>> start GIVEN ENTRIES

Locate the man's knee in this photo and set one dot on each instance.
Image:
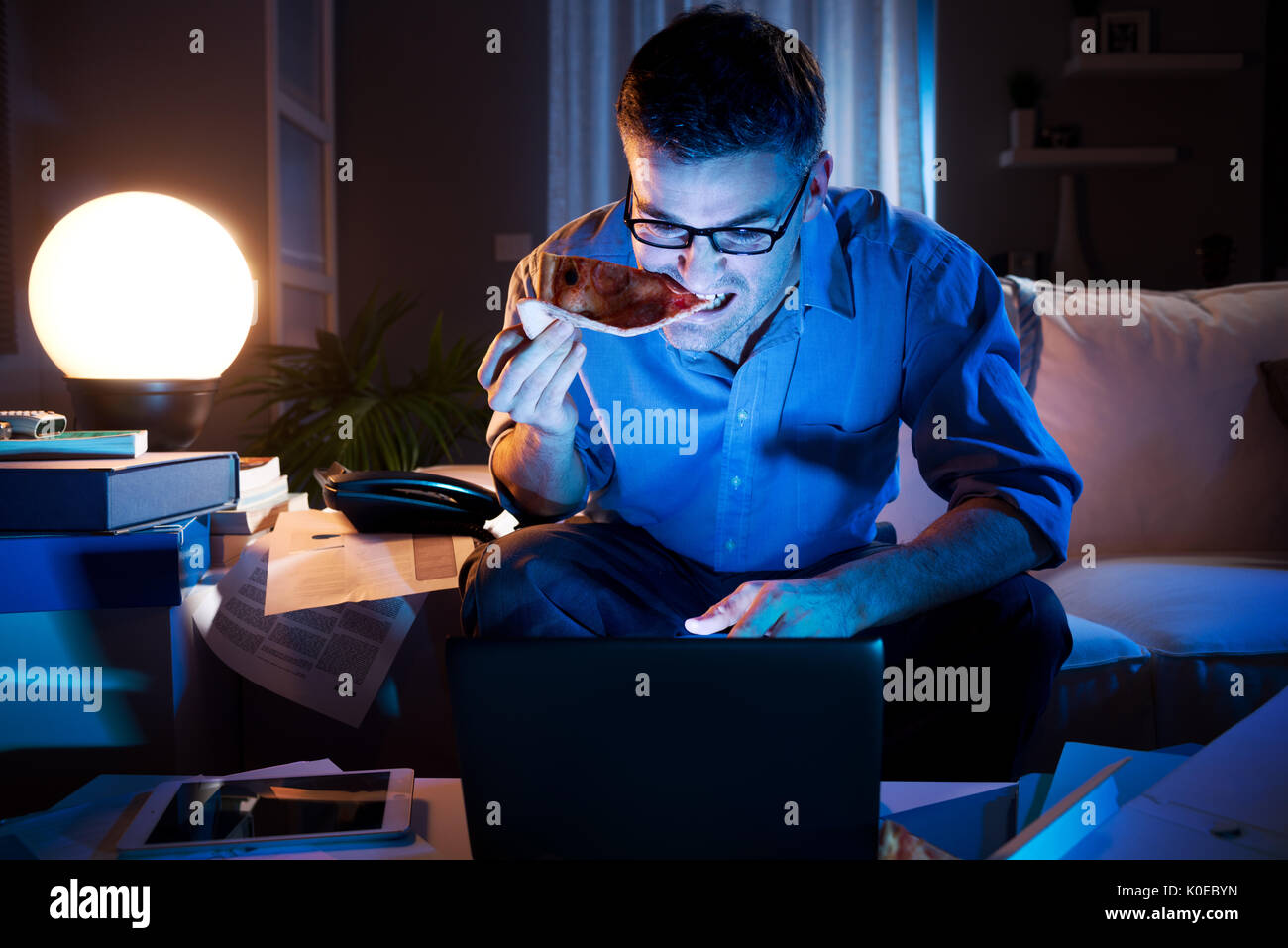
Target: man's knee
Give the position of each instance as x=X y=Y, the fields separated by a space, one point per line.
x=497 y=575
x=1038 y=627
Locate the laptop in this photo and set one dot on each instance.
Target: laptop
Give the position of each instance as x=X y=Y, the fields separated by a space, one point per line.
x=669 y=749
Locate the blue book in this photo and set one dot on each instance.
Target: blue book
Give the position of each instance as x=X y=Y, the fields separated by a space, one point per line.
x=108 y=494
x=55 y=572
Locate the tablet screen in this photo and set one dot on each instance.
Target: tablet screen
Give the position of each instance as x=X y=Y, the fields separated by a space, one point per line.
x=249 y=809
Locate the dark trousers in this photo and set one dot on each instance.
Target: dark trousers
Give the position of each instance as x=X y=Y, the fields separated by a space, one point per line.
x=584 y=579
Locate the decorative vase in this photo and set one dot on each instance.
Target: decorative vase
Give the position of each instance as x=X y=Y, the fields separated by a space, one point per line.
x=1024 y=128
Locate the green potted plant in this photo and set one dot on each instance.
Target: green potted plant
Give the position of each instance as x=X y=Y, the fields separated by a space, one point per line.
x=339 y=403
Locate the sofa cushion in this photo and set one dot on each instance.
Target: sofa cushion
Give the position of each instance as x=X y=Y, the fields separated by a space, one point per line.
x=1144 y=412
x=1215 y=626
x=1103 y=694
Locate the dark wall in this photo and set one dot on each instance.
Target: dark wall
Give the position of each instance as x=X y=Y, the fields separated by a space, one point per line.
x=1137 y=223
x=449 y=145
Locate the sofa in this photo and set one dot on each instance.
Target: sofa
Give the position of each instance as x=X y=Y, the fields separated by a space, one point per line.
x=1176 y=582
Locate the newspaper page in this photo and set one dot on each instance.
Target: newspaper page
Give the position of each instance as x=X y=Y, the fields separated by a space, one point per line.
x=333 y=659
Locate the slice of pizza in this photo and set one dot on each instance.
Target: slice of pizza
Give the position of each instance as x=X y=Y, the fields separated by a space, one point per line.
x=897 y=843
x=606 y=296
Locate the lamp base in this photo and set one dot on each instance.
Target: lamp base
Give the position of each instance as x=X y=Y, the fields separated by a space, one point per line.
x=172 y=411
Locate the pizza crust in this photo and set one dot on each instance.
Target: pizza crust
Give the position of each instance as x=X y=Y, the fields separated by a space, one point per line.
x=535 y=314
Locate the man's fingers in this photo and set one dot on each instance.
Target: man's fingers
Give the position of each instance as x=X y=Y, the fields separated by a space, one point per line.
x=760 y=618
x=520 y=368
x=722 y=613
x=505 y=343
x=558 y=386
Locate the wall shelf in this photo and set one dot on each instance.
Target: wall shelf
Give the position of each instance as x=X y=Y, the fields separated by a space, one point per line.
x=1087 y=158
x=1151 y=63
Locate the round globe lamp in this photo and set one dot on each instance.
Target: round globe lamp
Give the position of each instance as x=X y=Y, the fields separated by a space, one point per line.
x=142 y=300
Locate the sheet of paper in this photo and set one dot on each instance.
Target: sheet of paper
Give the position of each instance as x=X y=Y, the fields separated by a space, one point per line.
x=331 y=660
x=317 y=558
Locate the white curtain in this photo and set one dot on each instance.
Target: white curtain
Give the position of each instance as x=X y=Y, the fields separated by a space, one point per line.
x=867 y=50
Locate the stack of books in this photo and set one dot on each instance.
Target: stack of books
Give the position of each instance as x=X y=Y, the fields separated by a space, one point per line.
x=97 y=559
x=108 y=532
x=263 y=494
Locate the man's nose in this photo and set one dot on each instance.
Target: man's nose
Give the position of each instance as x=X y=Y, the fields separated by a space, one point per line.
x=700 y=265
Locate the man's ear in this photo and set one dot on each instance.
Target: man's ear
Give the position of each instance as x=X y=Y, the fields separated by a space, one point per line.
x=815 y=193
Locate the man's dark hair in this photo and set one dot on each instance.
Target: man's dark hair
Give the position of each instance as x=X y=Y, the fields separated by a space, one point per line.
x=720 y=82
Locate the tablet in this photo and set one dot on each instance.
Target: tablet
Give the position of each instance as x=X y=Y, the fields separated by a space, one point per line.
x=246 y=813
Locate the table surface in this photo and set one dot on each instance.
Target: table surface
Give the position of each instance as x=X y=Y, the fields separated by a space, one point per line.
x=88 y=823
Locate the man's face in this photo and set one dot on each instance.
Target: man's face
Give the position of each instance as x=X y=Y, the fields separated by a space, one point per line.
x=751 y=189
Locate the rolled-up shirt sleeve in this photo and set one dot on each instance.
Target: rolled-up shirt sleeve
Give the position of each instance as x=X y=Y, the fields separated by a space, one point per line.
x=597 y=459
x=975 y=430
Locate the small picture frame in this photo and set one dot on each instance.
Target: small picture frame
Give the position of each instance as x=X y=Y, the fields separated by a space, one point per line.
x=1125 y=31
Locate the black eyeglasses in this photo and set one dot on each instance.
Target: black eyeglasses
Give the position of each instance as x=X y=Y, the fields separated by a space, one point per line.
x=726 y=240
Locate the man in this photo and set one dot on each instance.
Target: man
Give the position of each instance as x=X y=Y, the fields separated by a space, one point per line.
x=746 y=501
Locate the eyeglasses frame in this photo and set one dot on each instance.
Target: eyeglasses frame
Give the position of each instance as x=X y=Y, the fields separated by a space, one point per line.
x=709 y=232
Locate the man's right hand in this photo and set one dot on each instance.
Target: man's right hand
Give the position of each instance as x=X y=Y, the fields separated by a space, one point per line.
x=529 y=377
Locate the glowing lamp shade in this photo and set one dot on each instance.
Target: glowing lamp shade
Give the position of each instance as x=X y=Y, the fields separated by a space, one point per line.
x=143 y=301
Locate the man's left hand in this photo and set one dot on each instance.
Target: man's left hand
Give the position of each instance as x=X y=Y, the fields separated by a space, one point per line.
x=822 y=605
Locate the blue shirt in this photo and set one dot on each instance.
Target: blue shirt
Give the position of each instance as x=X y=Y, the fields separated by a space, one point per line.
x=793 y=455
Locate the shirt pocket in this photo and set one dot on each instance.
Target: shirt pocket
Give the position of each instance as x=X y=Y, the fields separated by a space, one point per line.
x=842 y=475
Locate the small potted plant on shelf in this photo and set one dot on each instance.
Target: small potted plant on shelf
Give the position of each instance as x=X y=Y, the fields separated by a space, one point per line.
x=338 y=401
x=1024 y=90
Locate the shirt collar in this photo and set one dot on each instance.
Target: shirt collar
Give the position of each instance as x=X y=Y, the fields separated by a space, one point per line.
x=824 y=273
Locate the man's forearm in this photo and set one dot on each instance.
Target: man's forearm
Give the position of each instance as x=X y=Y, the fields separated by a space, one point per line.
x=544 y=473
x=971 y=548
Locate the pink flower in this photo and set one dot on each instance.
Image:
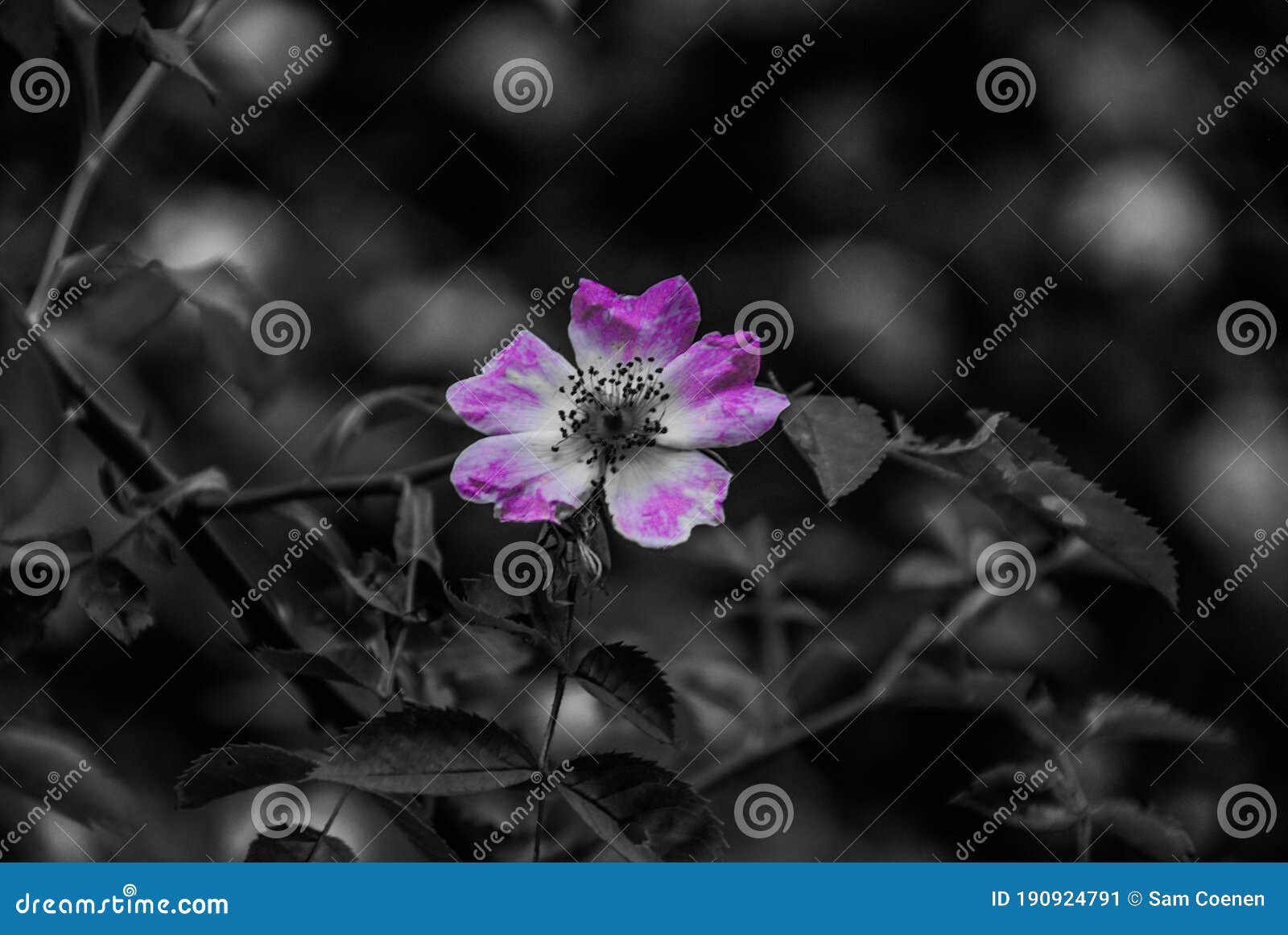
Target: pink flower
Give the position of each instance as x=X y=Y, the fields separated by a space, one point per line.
x=626 y=423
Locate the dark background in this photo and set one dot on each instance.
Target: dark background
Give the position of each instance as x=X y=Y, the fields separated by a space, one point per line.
x=873 y=197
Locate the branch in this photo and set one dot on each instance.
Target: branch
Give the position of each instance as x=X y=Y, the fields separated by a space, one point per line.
x=919 y=638
x=347 y=486
x=118 y=440
x=96 y=157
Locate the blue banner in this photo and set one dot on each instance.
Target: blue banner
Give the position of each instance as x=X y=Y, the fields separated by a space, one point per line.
x=654 y=898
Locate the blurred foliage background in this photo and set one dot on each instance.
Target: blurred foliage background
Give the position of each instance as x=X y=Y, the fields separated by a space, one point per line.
x=869 y=193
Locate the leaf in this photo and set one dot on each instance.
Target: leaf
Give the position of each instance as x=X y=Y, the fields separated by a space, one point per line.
x=642 y=810
x=174 y=52
x=379 y=585
x=1047 y=494
x=237 y=767
x=414 y=530
x=1028 y=792
x=487 y=606
x=357 y=416
x=628 y=681
x=23 y=619
x=429 y=751
x=412 y=819
x=118 y=601
x=1137 y=718
x=152 y=546
x=843 y=440
x=353 y=668
x=1150 y=832
x=209 y=481
x=306 y=517
x=299 y=846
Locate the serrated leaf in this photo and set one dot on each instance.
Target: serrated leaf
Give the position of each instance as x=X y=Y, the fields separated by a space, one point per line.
x=641 y=809
x=910 y=441
x=429 y=751
x=306 y=517
x=1047 y=496
x=414 y=530
x=1150 y=832
x=174 y=52
x=30 y=416
x=357 y=416
x=116 y=599
x=628 y=681
x=1135 y=718
x=353 y=668
x=843 y=440
x=126 y=300
x=237 y=767
x=1028 y=792
x=1046 y=817
x=299 y=846
x=152 y=546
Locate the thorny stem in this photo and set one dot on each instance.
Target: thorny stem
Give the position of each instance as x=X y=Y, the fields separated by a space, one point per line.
x=116 y=438
x=921 y=635
x=345 y=486
x=560 y=683
x=96 y=157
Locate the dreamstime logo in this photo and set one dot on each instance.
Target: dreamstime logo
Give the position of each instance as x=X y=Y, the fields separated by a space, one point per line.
x=40 y=569
x=770 y=322
x=522 y=85
x=1005 y=569
x=280 y=810
x=522 y=569
x=280 y=327
x=1246 y=810
x=39 y=85
x=1005 y=85
x=1246 y=327
x=763 y=810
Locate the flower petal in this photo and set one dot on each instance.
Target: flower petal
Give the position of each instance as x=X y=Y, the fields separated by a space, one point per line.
x=660 y=494
x=714 y=401
x=517 y=391
x=609 y=327
x=527 y=481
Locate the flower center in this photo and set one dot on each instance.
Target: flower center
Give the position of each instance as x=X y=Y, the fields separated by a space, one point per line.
x=613 y=411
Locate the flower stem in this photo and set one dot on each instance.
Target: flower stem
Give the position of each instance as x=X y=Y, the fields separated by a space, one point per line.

>> end GIVEN ENTRIES

Rewrite the lines from the one containing "Locate the flower petal" to the one containing "x=527 y=481", swapping "dot" for "marker" and leaving everything else the same.

Locate the flower petal in this photo and set one marker on each instance.
Target: flower petal
Give the position of each instance as x=X y=Y, the fields separated by a space, one point per line.
x=660 y=494
x=714 y=401
x=517 y=391
x=609 y=327
x=527 y=481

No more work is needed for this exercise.